======== TEXT SHOWN ========

Dialogue and welcome also characterized the subsequent meeting of Francis with the Supreme Patriarch of the Buddhists, Somdet Phra Ariyavongsagatanana IX, in the Wat Ratchabophit Sathit Maha Simaram Temple, where he arrived at 10 local time (3 GMT).
After a brief private interview, during which he reiterated the value of fraternity between the two religions, to promote peace, in his greeting to the Patriarch Francis said that " Our meeting takes place as part of the journey of esteem and mutual recognition initiated by our predecessors. I would like this visit to follow in their footsteps, in order to increase respect but also friendship between our communities. Almost fifty years have passed since the seventeenth Supreme Patriarch, Somdej Phra Wanarat (Pun Punnasiri), together with a group of distinguished Buddhist monks, visited Pope Paul VI in the Vatican. This represented a very significant turning point in the development of the dialogue between our religious traditions, which subsequently enabled Pope John Paul II to visit this Temple and the Supreme Patriarch, His Holiness Somdej Phra Ariyavongsagatanana (Vasana Vasano) ”.
"When we have the opportunity to appreciate and esteem one another in spite of our differences (cf. Evangelii Gaudium, 250), we offer a word of hope to the world, which can encourage and support those who increasingly suffer the harmful effects of conflict. Occasions like this remind us how important it is for religions to become more and more beacons of hope, as promoters and guarantors of fraternity. In this regard, I am grateful to the people of this land, because, since the arrival of Christianity in Thailand some four and a half centuries ago, Catholics have enjoyed freedom in religious practice, despite their being in a minority, and for many years have lived in harmony with their Buddhist brothers and sisters".
"On this path of mutual trust and fraternity, I wish to reiterate my personal commitment, and that of the whole Church, to furthering an open and respectful dialogue in the service of the peace and well-being of this people".

======== ENTRIES SHOWN ========

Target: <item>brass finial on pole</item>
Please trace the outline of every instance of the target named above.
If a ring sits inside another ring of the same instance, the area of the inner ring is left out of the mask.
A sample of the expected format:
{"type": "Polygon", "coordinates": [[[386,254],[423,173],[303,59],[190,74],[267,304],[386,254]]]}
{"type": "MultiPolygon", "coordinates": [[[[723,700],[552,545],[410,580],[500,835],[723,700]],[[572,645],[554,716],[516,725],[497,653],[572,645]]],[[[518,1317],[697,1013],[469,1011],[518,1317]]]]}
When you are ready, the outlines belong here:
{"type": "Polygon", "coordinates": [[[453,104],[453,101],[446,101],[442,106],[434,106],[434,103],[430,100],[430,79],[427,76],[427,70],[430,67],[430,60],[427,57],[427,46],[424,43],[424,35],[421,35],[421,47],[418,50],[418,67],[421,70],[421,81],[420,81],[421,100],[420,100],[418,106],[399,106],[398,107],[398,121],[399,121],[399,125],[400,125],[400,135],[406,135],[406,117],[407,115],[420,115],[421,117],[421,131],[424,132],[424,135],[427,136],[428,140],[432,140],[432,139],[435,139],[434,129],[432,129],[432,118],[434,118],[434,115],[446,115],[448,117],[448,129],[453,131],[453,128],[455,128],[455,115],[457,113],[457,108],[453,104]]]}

========
======== ENTRIES SHOWN ========

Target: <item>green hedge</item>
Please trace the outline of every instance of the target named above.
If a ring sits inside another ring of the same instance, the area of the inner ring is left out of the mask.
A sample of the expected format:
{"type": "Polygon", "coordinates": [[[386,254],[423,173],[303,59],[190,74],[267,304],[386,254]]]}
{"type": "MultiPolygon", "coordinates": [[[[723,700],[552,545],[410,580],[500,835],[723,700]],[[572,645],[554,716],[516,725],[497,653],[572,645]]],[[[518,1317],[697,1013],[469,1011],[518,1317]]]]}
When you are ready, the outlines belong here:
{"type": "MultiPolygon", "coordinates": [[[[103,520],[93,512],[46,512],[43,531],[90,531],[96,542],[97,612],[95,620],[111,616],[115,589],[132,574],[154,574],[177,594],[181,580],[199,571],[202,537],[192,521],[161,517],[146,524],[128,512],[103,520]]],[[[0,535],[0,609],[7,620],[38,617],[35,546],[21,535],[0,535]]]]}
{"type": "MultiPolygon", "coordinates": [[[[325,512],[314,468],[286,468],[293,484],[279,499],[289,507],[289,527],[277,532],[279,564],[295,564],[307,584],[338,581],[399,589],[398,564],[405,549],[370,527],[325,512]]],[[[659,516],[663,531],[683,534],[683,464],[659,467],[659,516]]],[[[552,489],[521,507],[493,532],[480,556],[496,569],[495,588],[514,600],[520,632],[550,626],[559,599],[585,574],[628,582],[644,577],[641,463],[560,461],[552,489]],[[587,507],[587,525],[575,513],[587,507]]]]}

========
======== ENTRIES SHOWN ========

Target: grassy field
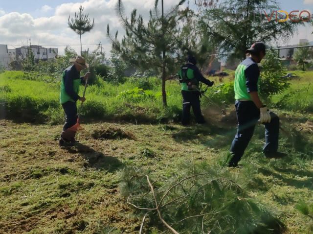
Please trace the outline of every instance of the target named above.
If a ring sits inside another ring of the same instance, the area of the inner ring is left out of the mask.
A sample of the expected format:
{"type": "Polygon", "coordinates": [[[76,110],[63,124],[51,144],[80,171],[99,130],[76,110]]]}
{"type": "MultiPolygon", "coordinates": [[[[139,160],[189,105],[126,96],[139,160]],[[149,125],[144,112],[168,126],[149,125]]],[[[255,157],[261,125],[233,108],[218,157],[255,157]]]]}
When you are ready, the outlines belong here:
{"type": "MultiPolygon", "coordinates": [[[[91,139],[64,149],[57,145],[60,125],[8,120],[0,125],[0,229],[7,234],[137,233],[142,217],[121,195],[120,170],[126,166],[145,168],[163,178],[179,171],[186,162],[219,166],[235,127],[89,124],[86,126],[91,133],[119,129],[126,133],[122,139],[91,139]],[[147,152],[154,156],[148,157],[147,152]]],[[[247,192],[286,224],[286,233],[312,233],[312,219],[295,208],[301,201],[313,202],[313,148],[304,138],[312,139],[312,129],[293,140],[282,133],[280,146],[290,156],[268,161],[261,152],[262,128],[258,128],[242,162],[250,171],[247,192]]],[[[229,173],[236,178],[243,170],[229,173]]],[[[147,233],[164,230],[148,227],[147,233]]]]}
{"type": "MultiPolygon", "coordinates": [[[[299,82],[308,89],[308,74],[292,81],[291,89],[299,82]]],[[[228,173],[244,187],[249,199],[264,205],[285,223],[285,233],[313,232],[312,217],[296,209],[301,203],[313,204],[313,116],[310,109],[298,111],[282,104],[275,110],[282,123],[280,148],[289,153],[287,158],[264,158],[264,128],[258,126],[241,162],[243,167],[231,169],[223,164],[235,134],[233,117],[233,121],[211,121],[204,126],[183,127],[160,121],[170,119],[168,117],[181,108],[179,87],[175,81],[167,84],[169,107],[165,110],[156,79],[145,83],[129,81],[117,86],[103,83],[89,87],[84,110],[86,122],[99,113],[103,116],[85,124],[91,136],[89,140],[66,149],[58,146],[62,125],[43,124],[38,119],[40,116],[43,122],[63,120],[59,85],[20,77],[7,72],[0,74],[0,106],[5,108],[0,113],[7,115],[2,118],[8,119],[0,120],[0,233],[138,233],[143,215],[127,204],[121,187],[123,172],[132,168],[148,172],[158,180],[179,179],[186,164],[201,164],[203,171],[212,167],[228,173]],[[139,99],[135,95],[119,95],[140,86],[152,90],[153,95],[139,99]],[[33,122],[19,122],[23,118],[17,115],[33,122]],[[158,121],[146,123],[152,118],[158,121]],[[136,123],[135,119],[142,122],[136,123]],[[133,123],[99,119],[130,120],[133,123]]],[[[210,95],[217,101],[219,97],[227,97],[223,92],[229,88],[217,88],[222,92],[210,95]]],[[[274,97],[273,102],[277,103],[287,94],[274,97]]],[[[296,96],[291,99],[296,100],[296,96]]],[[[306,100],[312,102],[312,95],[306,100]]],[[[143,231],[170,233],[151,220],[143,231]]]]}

========

■ **PROBLEM 1**
Using the report on Francis's meeting with the Supreme Patriarch, decide whether each statement is true. Answer yes or no and quote the deciding words. (a) Francis arrived at the temple at 10 local time. (b) Pope John Paul II led a group of Buddhist monks on a visit to the Vatican. (c) Christianity reached Thailand about four and a half centuries ago.
■ **PROBLEM 2**
Name every person mentioned in the report on Francis's meeting with the Supreme Patriarch.
■ **PROBLEM 3**
Write the next part of the report on Francis's meeting with the Supreme Patriarch, starting after its final sentence.

■ **EXPECTED OUTPUT 1**
(a) Yes: "where he arrived at 10 local time (3 GMT)".
(b) No: "the seventeenth Supreme Patriarch, Somdej Phra Wanarat (Pun Punnasiri), together with a group of distinguished Buddhist monks, visited Pope Paul VI in the Vatican".
(c) Yes: "since the arrival of Christianity in Thailand some four and a half centuries ago".

■ **EXPECTED OUTPUT 2**
Francis; Somdet Phra Ariyavongsagatanana IX; Somdej Phra Wanarat (Pun Punnasiri); Pope Paul VI; Pope John Paul II; Somdej Phra Ariyavongsagatanana (Vasana Vasano)

■ **EXPECTED OUTPUT 3**
For his part, the Patriarch, in unscripted remarks, expressed his appreciation for the attitude of the Catholic Church, which came to help not to conquer. Francis replied that proselytizing "is forbidden" for Catholics. "If we are brothers - he added - we can help world peace", the poor and the suffering, "because helping the poor is always a path of blessing".
Leaving the Wat Ratchabophit Sathit Maha Simaram Temple, at 10.50 local time (3.50 GMT), the Pope went to the St. Louis Hospital in Bangkok.
In his greeting to health care workers and the sick, Francis emphasized the Christian value of charity. "It is precisely in the exercise of charity that we Christians are called not only to demonstrate that we are missionary disciples, but also to take stock of our own fidelity, and that of our institutions, to the demands of that discipleship".
"Each of us knows how illness brings with it questions that dig deep. Our first reaction may be to rebel and even experience moments of bewilderment and desolation. We cry out in pain, and rightly so: Jesus himself shared in that suffering and made it his own. With prayer, we too want to join in his own cry of pain. By uniting ourselves to Jesus in his passion, we discover the power of his closeness to our frailty and our wounds. We are invited to cling to him and to his sacrifice. If at times we feel deeply “the bread of adversity and the water of affliction”, let us also pray that we can find, in an outstretched hand, the help needed to discover the comfort that comes from “the Lord who does not hide himself” (cf. Is 30:20), but remains ever close to us and accompanies us at every moment."